● Work required: According to the coaching-institute text below, how many students does Career Launcher train each year?

● Excerpted text:
+--
The high costs involved in the training are hardly a deterrent for parents as the choked classrooms at the institutes indicate. "One has to pay a price for success. The quality of education in schools, even the good ones, is so pathetic that students cannot compete to enter any professional college. One is forced to send the children to the tutorials though it means extra cost for the parents and extra burden on the child," said a parent who came to admit his son at Career Launcher. The New Delhi-based institute with branches across India and in West Asia coaches students for engineering, law, management and medical entrance examinations.

According to information put out on the Internet, the institute offers "career-oriented training and preparatory education to over 15,000 students every year across South and West Asia. In addition to training students, we partner with schools, universities and education companies (publishers, e-learning companies and technology solutions providers) across the world, who take advantage of our bouquet of education support services."
+--
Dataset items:
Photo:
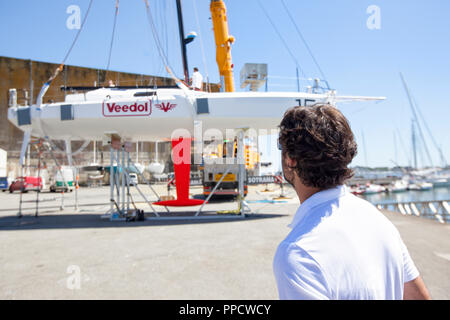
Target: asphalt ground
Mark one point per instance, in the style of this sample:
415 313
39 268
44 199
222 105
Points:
75 254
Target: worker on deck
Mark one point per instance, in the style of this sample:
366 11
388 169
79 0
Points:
197 80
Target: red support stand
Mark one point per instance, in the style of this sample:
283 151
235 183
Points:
181 155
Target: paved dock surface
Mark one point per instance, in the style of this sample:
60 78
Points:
77 255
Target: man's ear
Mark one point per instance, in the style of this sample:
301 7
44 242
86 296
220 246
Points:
290 162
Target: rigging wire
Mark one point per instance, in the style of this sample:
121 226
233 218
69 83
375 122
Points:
151 22
305 43
416 106
112 37
163 57
78 33
281 38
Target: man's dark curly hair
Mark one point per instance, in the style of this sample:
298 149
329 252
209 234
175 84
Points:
320 140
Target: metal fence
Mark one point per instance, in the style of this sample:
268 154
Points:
438 210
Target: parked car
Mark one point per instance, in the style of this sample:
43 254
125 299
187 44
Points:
3 183
133 179
26 183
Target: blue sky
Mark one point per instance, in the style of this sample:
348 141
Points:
413 39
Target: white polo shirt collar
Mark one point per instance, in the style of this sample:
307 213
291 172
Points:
317 199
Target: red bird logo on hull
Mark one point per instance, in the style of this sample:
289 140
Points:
165 106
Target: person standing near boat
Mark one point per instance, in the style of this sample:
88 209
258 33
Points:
340 246
197 80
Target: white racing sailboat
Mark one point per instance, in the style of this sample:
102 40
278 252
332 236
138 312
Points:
152 114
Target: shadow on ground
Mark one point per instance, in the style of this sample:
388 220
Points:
79 221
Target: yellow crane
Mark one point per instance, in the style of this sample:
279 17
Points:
223 43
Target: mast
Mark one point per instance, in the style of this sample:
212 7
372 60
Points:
223 44
183 42
413 137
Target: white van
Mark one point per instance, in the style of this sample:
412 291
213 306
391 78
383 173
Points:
60 184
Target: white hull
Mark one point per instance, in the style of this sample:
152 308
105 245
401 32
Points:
157 115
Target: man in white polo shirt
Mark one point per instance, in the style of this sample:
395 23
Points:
340 246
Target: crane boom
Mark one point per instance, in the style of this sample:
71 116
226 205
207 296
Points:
223 43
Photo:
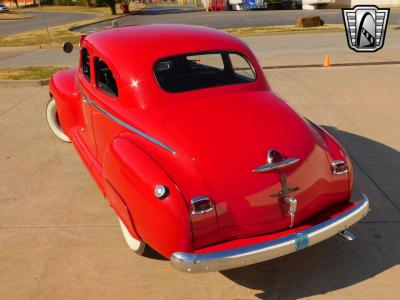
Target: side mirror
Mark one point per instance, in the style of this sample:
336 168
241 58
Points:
68 47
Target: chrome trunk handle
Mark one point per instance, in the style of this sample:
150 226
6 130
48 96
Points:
268 167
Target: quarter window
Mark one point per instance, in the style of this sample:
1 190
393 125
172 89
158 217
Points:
194 71
85 63
105 80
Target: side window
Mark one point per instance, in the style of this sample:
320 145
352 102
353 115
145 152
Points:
242 67
85 63
105 80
+--
● Problem solution: Over 15,000 students every year across South and West Asia.